Given request A:
In the Puerto Natales blog entry, what were the two destinations written on the evacuees' luggage tags?
Given request B:
Reproduce everything in the Puerto Natales blog entry from "The popular Torres" down to "us each morning.".

Passage given:
Monday, January 17, 2011

Day 7- Under Siege


Over the past three days the Red Cross has evacuated around 1000 tourists from here in Puerto Natales. Folks waited for hours or days at the school that was turned into a shelter, their luggage taped with tags to one of two destinations, El Calafate in Argentina or the Punta Arenas airport. The elderly and families were given priority, loaded onto an Army convoy, and transported through the blockades to the tiny Puerto Natales airport where Chilean military planes arrived to fly them out. Some waited all day at the school to no avail. We got used to the parade of people each morning, rolling their luggage down the main street to the school, with looks of cautious optimism, then the opposite, dejected procession in the evening. The lucky ones who made it out didn't fare much better. The little town of El Calafate was soon overwhelmed and the Punta Arenas airport quickly developed an enormous backlog. Luckily, these are the best equipped refugees around and soon people had fired up their camp stoves outside the airport to make up for the lack of available food.
The popular Torres del Paine National Park was finally evacuated and closed on Saturday, so 1500 trekkers who had been stuck there instead found themselves stuck in Puerto Natales. Our little band of refugees at the Erratic Rock hostel was inundated by a huge crowd coming from the park. Bill turned no one away, using every couch and even putting people in the former brothel next door, a cold and dilapidated structure that I've called home for the past week. Many people also stayed at the Red Cross shelter. We ran out of bread, but Bill still cheerfully cooked omelettes for all 35 of us each morning.

Information shown:
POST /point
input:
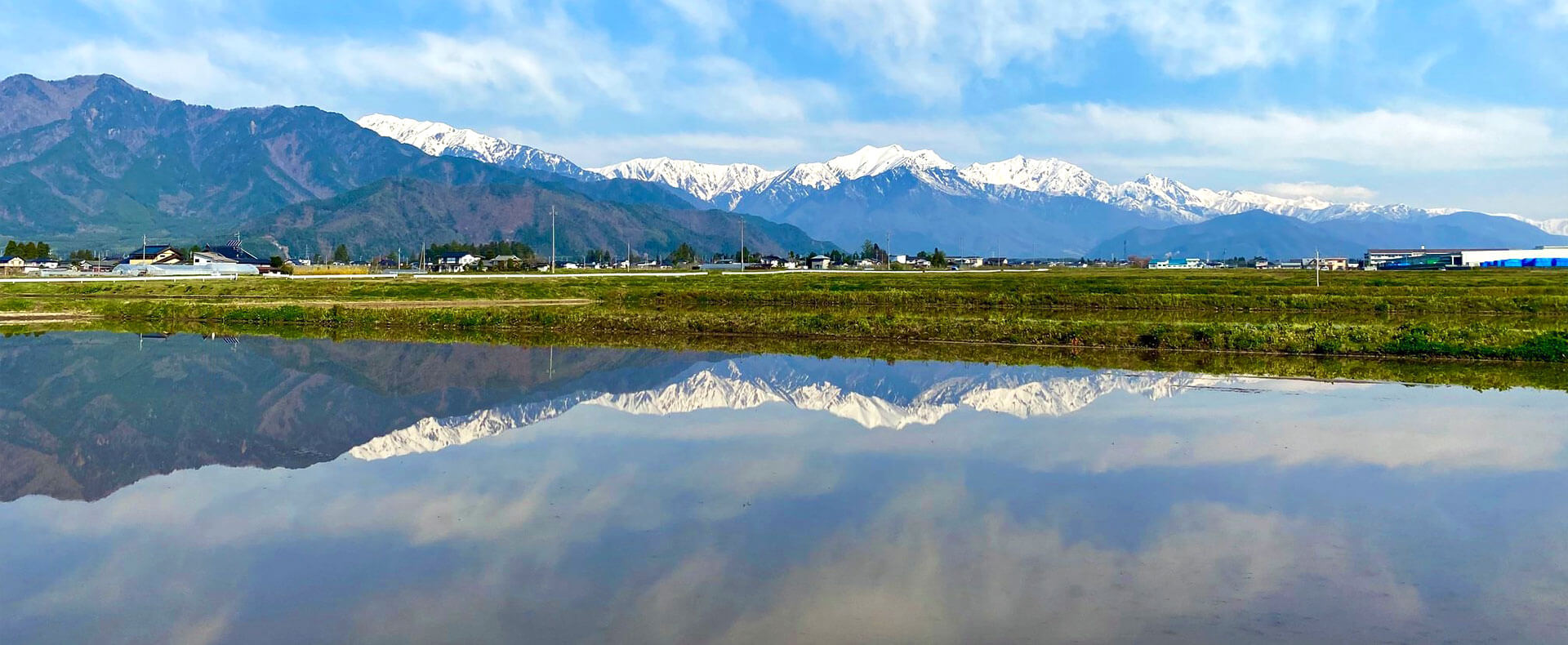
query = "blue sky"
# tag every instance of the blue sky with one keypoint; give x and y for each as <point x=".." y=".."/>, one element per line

Exercise response A:
El Calafate in Argentina and the Punta Arenas airport.

Exercise response B:
The popular Torres del Paine National Park was finally evacuated and closed on Saturday, so 1500 trekkers who had been stuck there instead found themselves stuck in Puerto Natales. Our little band of refugees at the Erratic Rock hostel was inundated by a huge crowd coming from the park. Bill turned no one away, using every couch and even putting people in the former brothel next door, a cold and dilapidated structure that I've called home for the past week. Many people also stayed at the Red Cross shelter. We ran out of bread, but Bill still cheerfully cooked omelettes for all 35 of us each morning.